Dataset records:
--- START ---

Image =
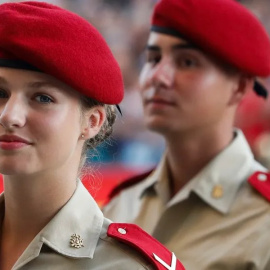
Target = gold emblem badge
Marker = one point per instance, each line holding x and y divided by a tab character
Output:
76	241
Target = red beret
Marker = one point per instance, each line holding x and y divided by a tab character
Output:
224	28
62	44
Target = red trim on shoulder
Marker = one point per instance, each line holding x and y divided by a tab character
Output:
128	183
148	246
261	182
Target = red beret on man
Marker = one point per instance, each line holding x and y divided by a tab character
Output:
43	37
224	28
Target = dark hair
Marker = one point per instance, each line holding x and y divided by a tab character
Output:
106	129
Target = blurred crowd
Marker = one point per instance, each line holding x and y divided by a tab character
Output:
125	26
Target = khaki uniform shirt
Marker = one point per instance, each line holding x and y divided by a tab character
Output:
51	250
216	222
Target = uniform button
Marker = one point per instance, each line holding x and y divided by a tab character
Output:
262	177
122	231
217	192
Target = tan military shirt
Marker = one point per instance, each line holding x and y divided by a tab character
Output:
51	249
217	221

--- END ---
--- START ---

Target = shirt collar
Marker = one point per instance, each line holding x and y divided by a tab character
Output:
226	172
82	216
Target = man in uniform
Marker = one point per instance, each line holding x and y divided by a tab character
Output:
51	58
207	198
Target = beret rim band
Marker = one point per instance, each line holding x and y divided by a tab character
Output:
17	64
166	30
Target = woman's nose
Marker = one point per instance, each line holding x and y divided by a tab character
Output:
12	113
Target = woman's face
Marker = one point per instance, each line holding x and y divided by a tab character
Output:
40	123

--- END ---
--- START ---

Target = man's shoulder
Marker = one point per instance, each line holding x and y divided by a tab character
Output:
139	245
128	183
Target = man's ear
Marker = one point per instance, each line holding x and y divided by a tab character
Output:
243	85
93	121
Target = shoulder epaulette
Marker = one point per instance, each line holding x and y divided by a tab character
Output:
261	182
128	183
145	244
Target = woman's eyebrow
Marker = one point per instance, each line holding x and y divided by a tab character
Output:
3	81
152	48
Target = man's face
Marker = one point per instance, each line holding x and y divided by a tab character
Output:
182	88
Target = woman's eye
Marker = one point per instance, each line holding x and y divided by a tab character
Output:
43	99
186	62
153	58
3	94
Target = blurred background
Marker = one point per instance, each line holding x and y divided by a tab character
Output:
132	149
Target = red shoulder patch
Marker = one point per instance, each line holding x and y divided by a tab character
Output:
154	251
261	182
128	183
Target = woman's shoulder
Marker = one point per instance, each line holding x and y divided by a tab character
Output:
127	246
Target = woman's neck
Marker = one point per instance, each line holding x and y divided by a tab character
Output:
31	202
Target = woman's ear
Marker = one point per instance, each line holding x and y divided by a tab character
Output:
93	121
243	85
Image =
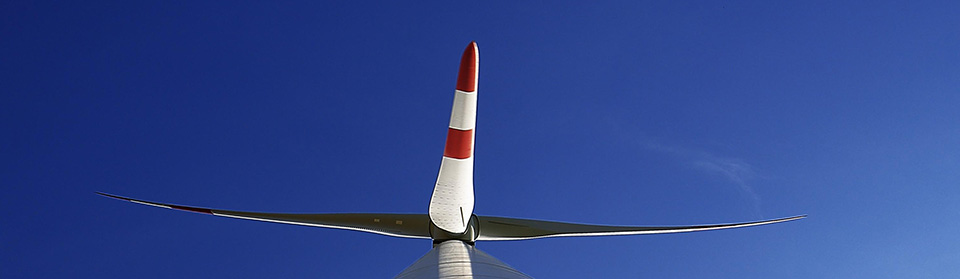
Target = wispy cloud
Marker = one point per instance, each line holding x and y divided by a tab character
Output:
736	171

--- END ---

■ What is required:
Check each line above for the string "shirt" and show the ones that have it.

■ Written response:
Target = khaki uniform shirt
Target = tan military shirt
Target = shirt collar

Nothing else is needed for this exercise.